Consigne.
Reprenez la rédaction du texte sur le projet de jurés populaires dans les tribunaux correctionnels à la suite de sa dernière phrase.

Une dépêche de l’agence Reuters du 10 septembre (1) nous apprend que « Nicolas Sarkozy réfléchit à l’installation de jurés populaires auprès des magistrats professionnels des tribunaux correctionnels pour "rapprocher le peuple de la justice" », inspiration soudaine qui serait à mettre en lien avec de récents faits divers « comme le meurtre d’une joggeuse près de Lille par un homme déjà condamné pour viol » ou encore la remise en liberté après sa mise en examen du « second braqueur présumé de Grenoble (2) ». On ne peut que s’étonner, pour dire le moins, de la mise en relation de ces deux affaires avec la possible introduction d’assesseurs « citoyens » dans la composition des tribunaux correctionnels. Car, en effet, s’il existe des arguments tout à fait recevables au soutien d’une telle idée (qu’il n’est pas dans notre propos d’exposer ici), le contexte invoqué comme ayant présidé à son émergence dans le discours présidentiel n’a que peu de lien avec la mesure projetée. Il s’agit d’une nouvelle illustration de la désormais classique instrumentalisation de l’actualité au service des desseins élyséens, que nous nous proposons de décrypter.

Concernant le premier fait divers évoqués, de deux choses l’une : la libération supposée prématurée de la personne soupçonnée d’être l’auteur du meurtre de Marcq-en-Baroeul peut être attribuée soit à l’insuffisance de la peine initialement prononcée, soit à la décision ayant ordonné la libération conditionnelle de l’intéressé. Or, quelle que soit l’option choisie, la solution proposée par le Président est hors sujet : dans le premier cas (laxisme de la première condamnation) il n’est pas inutile de rappeler que c’est un jury d’assises qui a prononcé la peine, ce qui milite (dans la logique argumentative retenue) non pour une extension du jury populaire mais, à l’inverse, pour sa suppression ; dans le second cas (laxisme du juge ayant décidé la libération anticipée), la décision émanait du juge de l’application des peines, il est donc à peine besoin de souligner l’absence d’effet sur des décisions de cette nature de la modification de la composition du tribunal correctionnel.

Même constat pour ce qui est du second fait divers évoqué : le tribunal correctionnel n’a rien à voir avec la décision de placement sous contrôle judiciaire de Monsif Gabbour, laquelle émane du juge des libertés et de la détention.

Matériau source.

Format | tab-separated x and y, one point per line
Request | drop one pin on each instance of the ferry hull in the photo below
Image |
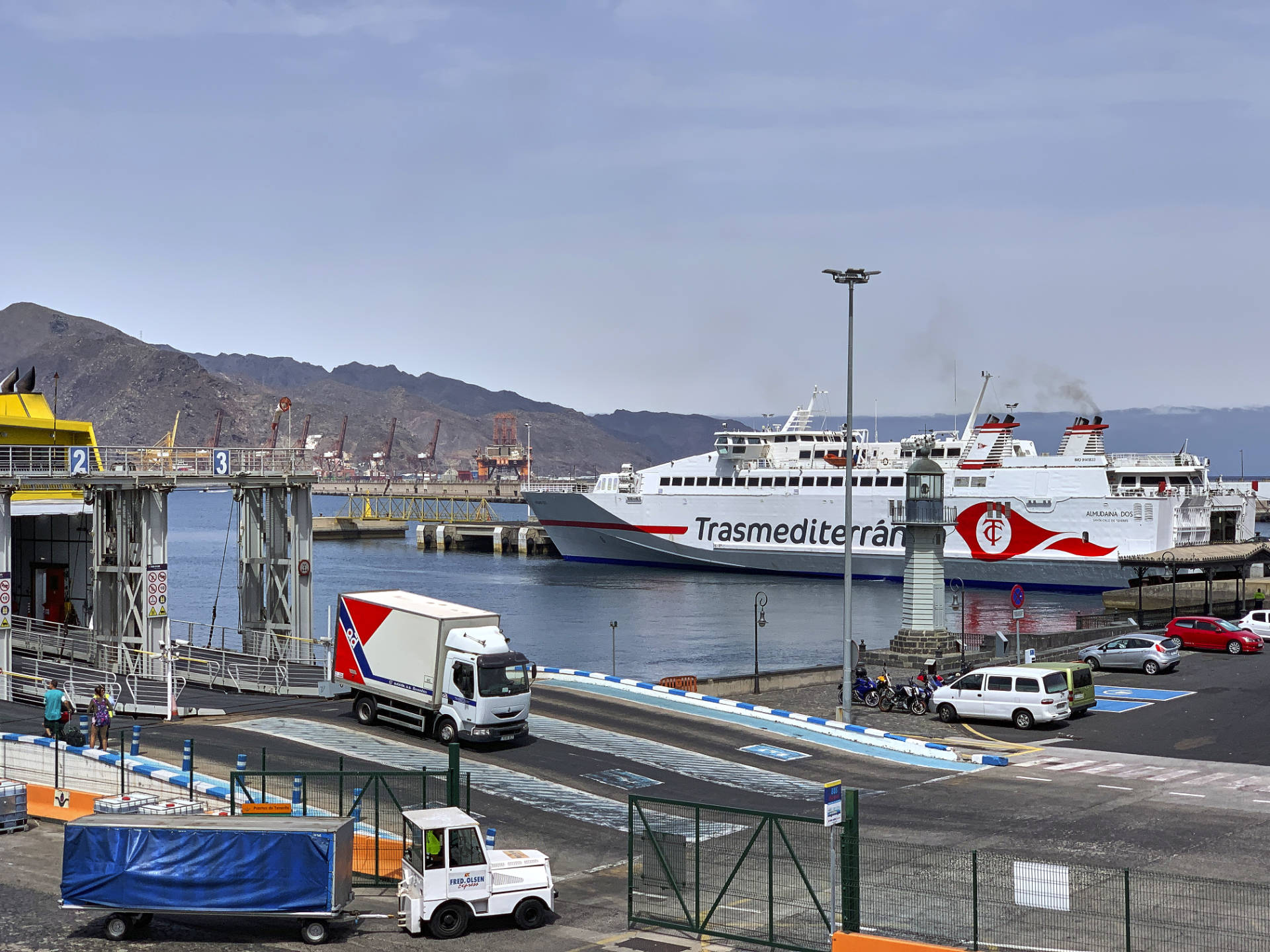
586	531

Corrigé proposé.
Dans les deux cas, c’est un peu comme s’il était proposé de réformer le recrutement des dentistes pour répondre à l’émoi causé par les conséquences dramatiques d’un acte gynécologique.

Sans aborder la pertinence de la mesure proposée, qui nécessiterait de plus amples développements, ces simples rappels suffisent à démontrer que le souci de l’Elysée n’est en rien d’apporter des solutions efficaces à des problèmes concrets mais d’invoquer l’actualité à l’appui de projets dont la source d’inspiration est autre. Le réel fondement d’une telle annonce se laisse deviner, cependant, en filigrane, par une analyse de la terminologie employée : l’énoncé des deux évènements fait peu de cas de la présomption d’innocence : le meurtre de Marcq-en-Baroeul est d’ores et déjà attribué au principal suspect, de même que Monsif Gabbour est le « second braqueur présumé » du casino d’Uriage. Présumé braqueur, donc présumé coupable et non l’inverse… On ne peut que constater qu’une étape clef de la procédure pénale est ouvertement ignorée : la déclaration de culpabilité par une juridiction légalement constituée.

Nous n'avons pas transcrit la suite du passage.